→ **Stored items from a collection**
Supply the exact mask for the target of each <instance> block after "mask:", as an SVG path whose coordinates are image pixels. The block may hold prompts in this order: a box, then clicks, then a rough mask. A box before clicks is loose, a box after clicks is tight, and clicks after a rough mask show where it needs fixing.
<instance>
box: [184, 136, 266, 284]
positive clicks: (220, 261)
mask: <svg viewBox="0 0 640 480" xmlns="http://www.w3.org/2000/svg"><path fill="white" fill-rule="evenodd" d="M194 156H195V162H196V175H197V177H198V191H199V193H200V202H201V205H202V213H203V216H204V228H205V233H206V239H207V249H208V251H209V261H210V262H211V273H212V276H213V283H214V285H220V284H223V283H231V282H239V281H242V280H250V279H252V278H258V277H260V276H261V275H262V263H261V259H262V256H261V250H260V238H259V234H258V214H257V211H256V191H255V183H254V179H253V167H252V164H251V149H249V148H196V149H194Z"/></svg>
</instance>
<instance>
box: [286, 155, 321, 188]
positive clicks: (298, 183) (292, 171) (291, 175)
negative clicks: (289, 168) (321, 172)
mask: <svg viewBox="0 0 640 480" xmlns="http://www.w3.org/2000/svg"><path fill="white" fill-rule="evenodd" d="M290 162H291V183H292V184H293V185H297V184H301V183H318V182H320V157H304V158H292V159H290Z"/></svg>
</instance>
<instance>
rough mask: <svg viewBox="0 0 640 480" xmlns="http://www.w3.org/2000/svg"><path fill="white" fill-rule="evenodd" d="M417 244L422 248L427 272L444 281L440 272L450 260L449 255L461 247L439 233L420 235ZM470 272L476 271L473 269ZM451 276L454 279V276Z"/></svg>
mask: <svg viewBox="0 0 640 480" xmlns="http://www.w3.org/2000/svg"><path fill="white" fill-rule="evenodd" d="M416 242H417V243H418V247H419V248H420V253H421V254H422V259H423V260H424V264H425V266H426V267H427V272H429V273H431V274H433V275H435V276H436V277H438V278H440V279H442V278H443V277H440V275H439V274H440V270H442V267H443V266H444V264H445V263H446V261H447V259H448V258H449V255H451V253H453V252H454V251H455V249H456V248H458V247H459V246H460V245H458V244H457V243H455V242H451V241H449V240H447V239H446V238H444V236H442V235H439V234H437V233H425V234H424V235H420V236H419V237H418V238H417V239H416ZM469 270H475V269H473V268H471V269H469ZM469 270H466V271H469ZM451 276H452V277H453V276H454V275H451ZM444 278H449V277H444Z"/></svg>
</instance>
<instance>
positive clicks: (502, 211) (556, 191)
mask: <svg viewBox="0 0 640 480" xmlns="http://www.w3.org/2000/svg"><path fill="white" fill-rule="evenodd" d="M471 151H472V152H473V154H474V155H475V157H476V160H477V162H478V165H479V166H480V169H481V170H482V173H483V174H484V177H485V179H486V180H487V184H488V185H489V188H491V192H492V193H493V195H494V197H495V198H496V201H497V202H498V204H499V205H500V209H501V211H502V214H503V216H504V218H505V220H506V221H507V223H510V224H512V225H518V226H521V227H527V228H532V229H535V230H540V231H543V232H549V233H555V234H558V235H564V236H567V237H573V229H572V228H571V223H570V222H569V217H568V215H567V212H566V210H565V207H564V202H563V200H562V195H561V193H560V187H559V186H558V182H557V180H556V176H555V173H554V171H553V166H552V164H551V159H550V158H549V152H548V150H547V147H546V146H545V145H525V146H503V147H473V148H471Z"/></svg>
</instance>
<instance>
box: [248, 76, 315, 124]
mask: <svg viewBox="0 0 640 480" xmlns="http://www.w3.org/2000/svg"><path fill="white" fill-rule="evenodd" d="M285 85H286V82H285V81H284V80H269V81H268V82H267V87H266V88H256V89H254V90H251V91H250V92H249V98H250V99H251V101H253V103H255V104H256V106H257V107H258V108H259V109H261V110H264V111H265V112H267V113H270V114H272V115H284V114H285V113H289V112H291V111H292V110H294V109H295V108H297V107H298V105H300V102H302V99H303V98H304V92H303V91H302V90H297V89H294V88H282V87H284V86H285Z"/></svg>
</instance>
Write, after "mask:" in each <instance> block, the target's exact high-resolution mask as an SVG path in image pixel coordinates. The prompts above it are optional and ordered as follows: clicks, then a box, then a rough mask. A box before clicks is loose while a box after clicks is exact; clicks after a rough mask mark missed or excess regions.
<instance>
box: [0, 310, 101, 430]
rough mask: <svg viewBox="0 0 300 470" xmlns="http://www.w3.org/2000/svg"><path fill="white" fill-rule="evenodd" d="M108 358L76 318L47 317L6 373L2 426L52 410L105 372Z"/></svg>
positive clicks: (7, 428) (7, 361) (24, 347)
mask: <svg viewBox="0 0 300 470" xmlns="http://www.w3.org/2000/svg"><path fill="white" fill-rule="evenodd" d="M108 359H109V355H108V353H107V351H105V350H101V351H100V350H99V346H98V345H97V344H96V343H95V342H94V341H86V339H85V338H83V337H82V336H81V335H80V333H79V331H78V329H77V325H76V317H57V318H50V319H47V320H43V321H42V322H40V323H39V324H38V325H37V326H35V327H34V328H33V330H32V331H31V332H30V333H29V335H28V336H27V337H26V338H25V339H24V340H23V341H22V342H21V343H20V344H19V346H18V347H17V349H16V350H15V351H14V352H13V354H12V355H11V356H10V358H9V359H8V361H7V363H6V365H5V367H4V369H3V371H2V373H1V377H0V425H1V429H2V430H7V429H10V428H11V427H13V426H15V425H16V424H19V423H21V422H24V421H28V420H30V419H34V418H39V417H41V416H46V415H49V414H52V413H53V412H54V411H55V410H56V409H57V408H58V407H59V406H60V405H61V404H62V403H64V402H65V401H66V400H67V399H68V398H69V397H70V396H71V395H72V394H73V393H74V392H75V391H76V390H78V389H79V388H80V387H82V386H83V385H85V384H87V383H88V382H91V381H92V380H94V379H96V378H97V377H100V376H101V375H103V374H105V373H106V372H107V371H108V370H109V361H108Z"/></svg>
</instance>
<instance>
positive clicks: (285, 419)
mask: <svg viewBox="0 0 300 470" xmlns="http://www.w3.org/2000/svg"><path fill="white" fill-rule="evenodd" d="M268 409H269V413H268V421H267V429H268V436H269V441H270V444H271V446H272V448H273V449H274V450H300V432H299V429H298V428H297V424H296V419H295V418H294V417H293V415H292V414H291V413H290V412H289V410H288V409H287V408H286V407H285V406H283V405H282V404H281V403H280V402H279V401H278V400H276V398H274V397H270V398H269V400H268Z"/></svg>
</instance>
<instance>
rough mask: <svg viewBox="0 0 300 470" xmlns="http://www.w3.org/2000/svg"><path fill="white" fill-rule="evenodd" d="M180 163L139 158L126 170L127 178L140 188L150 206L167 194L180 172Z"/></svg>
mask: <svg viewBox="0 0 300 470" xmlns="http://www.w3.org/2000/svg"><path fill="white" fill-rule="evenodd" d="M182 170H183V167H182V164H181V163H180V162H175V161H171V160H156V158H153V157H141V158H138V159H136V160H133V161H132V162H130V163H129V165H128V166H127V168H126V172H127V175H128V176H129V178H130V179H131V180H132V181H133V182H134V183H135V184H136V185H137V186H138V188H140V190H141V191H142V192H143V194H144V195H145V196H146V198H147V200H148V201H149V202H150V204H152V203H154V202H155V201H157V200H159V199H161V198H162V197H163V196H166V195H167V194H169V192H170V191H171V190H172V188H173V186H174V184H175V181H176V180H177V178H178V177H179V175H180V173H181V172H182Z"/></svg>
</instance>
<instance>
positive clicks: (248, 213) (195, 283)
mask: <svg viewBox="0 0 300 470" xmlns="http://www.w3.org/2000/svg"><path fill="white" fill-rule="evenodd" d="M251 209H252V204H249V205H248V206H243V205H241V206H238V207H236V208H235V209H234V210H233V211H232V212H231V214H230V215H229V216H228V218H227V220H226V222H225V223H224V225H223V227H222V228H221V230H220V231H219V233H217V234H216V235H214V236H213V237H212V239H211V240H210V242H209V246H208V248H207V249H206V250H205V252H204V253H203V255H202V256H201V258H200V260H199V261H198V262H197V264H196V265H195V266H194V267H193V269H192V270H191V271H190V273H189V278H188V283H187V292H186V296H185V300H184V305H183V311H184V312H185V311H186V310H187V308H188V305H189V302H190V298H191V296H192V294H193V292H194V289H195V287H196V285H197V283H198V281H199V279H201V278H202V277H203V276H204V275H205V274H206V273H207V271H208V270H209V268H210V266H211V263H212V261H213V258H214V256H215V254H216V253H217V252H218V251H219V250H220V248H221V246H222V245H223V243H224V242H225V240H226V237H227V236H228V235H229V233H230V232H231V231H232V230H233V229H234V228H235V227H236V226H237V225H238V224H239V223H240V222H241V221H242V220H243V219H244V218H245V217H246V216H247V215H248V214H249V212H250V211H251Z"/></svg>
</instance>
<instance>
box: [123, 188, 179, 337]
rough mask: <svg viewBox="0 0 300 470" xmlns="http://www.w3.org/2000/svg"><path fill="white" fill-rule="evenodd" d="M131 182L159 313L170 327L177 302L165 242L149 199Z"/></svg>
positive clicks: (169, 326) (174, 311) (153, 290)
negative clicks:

→ **Work task**
Find the line with "box: [248, 76, 315, 124]" in the entries above. Retype it and each line after it, exactly, through the line with "358L76 318L47 317L6", and stop there.

→ **Answer box**
box: [248, 76, 315, 124]
mask: <svg viewBox="0 0 640 480" xmlns="http://www.w3.org/2000/svg"><path fill="white" fill-rule="evenodd" d="M285 85H286V82H285V81H284V80H269V81H268V82H267V87H266V88H256V89H254V90H251V91H250V92H249V98H250V99H251V101H253V103H255V104H256V106H257V107H258V108H259V109H261V110H264V111H265V112H267V113H270V114H272V115H284V114H285V113H289V112H291V111H292V110H294V109H295V108H297V107H298V105H300V102H302V99H303V98H304V92H303V91H302V90H297V89H294V88H282V87H284V86H285Z"/></svg>
</instance>
Write, after "mask:" in each <instance> block, the target's exact high-resolution mask as an SVG path in image pixel coordinates. The prompts above it are optional and ordered as follows: clicks, then a box, then a rough mask. A box before clicks is loose while a box after clicks is exact; clicks after a rough mask mark missed or excess regions.
<instance>
box: [0, 310, 101, 430]
rough mask: <svg viewBox="0 0 300 470" xmlns="http://www.w3.org/2000/svg"><path fill="white" fill-rule="evenodd" d="M108 358L76 318L47 317L6 373L2 426L52 410L105 372Z"/></svg>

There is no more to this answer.